● WHAT TO WORK ON
In the records below, start with the line containing "arrow sculpture for overlay placement." and go on through the line containing "[507,219,540,311]". Switch each "AR headset" in those lines to "mixed-reality headset", and give back only those lines with nothing else changed.

● MATERIAL PROVIDED

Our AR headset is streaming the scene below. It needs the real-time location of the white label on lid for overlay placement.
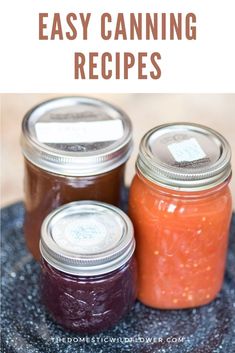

* * *

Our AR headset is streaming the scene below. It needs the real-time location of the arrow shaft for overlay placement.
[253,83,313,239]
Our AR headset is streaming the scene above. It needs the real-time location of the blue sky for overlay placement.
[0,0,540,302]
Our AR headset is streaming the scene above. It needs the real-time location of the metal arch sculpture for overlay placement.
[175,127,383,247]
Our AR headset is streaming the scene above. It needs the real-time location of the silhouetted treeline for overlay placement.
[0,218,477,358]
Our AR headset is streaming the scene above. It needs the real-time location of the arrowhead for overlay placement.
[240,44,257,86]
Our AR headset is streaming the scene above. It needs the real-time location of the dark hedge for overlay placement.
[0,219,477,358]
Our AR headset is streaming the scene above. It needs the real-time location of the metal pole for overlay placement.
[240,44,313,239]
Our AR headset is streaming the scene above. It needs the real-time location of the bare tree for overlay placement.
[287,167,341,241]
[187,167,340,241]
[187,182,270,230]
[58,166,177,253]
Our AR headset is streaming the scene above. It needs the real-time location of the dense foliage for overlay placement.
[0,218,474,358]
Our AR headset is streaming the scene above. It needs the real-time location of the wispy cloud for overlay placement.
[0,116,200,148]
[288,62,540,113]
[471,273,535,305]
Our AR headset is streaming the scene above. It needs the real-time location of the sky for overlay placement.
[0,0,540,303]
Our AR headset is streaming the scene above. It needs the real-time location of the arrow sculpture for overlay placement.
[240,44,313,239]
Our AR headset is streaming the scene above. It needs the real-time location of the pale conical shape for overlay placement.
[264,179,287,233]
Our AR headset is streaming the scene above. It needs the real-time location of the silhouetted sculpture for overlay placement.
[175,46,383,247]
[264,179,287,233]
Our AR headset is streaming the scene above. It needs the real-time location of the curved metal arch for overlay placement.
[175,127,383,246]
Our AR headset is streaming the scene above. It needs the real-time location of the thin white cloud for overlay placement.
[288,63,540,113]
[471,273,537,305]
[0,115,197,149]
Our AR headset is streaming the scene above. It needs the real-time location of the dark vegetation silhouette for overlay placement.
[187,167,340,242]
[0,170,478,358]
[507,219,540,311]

● SOLUTION TO THIS TASK
Our mixed-reality headset is streaming the scene above. It needs the real-time location of the arrow sculpture for overlay placement.
[240,44,313,239]
Our mixed-reality headset is streaming the scene above. It needs the real-time location of the pale conical shape for overlay placement.
[264,179,287,233]
Our mixed-reality headset is streaming the scene above. It needs the real-time location of the silhouetted sculpture for overlay placement.
[175,46,383,247]
[264,179,287,233]
Our mixed-reality headset is streaming the scene above. It needs the real-time location of the curved metal arch for overlay placement.
[175,127,383,246]
Our mixed-reality headset is streaming the scene above. It needs the real-time location of the thin white cloud for overlay placement.
[288,63,540,113]
[471,273,537,305]
[0,115,197,149]
Our mixed-reality headset is streaming the scene above. It needs the real-time location of the dark vegetation silhouette for overlay placement.
[187,167,340,242]
[0,170,478,358]
[507,219,540,311]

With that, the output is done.